§ **INSTRUCTIONS TO FOLLOW**
List every line in the entries below that contains the word "green". Only matches with the same capitalization count.

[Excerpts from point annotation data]
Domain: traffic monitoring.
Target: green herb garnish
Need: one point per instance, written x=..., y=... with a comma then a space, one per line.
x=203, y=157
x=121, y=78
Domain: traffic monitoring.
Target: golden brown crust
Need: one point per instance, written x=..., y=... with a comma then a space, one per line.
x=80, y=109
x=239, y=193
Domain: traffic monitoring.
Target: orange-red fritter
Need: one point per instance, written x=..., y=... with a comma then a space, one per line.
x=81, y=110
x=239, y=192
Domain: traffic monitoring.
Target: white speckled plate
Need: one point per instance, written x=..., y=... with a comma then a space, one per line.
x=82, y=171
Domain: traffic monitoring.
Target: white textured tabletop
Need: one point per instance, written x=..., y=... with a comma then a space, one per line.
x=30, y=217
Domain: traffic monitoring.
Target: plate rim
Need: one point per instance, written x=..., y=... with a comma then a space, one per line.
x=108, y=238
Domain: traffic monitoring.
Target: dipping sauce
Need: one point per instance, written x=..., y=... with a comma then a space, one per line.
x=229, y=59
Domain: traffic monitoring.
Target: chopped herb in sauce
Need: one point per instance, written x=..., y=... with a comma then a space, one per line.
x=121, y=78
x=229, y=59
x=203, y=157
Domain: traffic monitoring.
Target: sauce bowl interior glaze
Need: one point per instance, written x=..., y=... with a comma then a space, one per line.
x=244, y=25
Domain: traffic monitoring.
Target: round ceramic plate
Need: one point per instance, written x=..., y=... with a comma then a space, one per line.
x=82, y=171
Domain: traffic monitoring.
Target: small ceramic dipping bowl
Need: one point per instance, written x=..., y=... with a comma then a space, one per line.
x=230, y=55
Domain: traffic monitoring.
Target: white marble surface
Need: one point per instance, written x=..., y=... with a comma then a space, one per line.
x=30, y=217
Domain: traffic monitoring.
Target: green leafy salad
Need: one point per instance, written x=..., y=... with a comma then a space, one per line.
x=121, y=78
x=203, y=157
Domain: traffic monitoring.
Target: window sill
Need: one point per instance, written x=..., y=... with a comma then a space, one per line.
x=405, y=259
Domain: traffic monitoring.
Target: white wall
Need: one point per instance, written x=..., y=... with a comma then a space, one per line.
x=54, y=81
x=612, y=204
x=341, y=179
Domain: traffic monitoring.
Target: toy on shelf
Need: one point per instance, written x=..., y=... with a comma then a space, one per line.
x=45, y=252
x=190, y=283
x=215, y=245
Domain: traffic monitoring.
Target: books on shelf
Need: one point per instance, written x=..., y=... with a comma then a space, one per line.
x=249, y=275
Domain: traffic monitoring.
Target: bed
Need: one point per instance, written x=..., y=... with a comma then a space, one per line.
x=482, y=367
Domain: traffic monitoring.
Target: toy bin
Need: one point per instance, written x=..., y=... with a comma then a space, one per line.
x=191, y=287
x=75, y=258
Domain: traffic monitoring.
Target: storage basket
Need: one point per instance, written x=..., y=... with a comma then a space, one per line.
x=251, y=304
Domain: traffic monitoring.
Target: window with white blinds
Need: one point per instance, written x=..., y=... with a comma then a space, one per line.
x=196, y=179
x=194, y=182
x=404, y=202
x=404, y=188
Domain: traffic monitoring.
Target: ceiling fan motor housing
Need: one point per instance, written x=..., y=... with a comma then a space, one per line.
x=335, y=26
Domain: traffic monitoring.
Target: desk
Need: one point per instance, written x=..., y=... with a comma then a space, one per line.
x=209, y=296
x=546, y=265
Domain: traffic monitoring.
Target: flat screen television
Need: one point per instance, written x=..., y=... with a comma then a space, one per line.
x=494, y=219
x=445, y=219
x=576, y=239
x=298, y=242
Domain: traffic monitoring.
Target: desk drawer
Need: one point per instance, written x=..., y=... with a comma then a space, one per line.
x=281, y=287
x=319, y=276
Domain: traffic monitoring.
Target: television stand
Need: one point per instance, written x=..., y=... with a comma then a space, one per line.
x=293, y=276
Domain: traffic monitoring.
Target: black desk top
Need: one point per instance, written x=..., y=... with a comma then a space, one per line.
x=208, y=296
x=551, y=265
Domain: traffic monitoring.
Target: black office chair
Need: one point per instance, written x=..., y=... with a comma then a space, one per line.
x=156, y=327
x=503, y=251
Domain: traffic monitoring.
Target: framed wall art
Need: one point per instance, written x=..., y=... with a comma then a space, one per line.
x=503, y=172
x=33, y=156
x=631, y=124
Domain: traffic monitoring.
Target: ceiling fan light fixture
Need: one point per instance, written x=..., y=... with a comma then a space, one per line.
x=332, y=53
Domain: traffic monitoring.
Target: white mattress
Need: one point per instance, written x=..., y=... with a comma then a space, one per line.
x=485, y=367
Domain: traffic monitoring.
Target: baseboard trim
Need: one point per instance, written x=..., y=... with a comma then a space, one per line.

§ **SOLUTION TO THIS PROBLEM**
Target: green herb garnish
Target: green leafy salad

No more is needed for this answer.